* **WRITTEN PROBLEM 1**
Locate each line in the rows below that contains the word "yellow", and copy those lines out in full.

I'm having some trouble trying to expand in Laurent series a certain class of functions around points different . These are functions involving terms such as $e^{1/z}, \cos(\pi/z)$ and so on... Even worse when terms of this type are at the denominator of a fraction.
Just to make an example, suppose I want to expand $f(z)=e^{1/z}$ or $g(z)=\frac{1}{e^{1/z}}$ around $z=1$. What am I supposed to do?
In the first case, I am tempted to proceed in the following way: $$e^{1/z}=\sum_{n=0}^\infty \frac{1}{n!} z^{-n}=\sum_{n=0}^\infty \frac{1}{n!} (z-1+1)^{-n}=...??$$
With Taylor series I would use Netwon's binomial formula, but in this case?

* **WRITTEN PROBLEM 2**
Set down the Laurent series question above again in its entirety, word for word.

* **DATASET CONTENT**

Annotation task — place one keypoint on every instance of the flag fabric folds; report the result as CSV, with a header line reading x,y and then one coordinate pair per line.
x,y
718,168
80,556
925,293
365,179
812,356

==

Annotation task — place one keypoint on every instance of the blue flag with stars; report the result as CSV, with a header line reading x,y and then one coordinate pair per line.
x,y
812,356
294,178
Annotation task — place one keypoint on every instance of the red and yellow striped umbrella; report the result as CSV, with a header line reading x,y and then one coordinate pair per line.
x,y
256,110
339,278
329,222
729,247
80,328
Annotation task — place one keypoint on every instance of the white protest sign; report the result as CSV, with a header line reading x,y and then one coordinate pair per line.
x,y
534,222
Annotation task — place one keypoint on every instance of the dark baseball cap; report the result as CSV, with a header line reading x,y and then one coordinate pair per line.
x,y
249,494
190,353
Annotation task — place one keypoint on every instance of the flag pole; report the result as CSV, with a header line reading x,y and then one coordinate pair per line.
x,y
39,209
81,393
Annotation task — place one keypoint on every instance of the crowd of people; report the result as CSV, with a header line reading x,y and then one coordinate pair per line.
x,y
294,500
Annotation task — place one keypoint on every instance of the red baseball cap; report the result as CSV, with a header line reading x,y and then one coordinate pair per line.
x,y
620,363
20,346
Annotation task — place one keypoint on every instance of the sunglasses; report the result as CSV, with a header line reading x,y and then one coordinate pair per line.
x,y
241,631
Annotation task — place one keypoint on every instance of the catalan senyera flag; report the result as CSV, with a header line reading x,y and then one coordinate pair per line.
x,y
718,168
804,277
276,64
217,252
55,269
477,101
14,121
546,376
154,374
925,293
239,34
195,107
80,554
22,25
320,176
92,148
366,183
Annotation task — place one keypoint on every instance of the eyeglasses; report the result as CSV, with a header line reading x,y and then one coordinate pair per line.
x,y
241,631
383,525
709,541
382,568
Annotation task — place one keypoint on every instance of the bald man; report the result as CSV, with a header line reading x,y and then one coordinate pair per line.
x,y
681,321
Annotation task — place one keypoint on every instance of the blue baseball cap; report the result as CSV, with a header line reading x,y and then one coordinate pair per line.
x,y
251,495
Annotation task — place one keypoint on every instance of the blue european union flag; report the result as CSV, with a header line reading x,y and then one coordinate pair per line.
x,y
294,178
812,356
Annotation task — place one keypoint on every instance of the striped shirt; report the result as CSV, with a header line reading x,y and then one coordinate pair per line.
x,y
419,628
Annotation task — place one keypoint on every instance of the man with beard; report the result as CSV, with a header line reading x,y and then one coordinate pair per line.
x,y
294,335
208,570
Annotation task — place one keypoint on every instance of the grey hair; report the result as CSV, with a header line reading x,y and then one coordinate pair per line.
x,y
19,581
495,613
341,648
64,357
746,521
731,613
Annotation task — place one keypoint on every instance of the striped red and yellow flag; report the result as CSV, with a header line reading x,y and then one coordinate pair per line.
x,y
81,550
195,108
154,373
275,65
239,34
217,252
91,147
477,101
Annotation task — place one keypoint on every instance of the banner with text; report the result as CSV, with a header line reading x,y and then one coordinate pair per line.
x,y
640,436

* **RESPONSE 1**
Annotation task — place one keypoint on every instance of the red and yellow striped umbrella; report the result as CSV, with a header line reading x,y and then one coordinate pair per line.
Annotation task — place one keypoint on every instance of the striped red and yellow flag; report the result as CSV, with a header line reading x,y and then one coordinate pair per line.

* **RESPONSE 2**
I'm having some trouble trying to expand in Laurent series a certain class of functions around points different . These are functions involving terms such as $e^{1/z}, \cos(\pi/z)$ and so on... Even worse when terms of this type are at the denominator of a fraction.
Just to make an example, suppose I want to expand $f(z)=e^{1/z}$ or $g(z)=\frac{1}{e^{1/z}}$ around $z=1$. What am I supposed to do?
In the first case, I am tempted to proceed in the following way: $$e^{1/z}=\sum_{n=0}^\infty \frac{1}{n!} z^{-n}=\sum_{n=0}^\infty \frac{1}{n!} (z-1+1)^{-n}=...??$$
With Taylor series I would use Netwon's binomial formula, but in this case?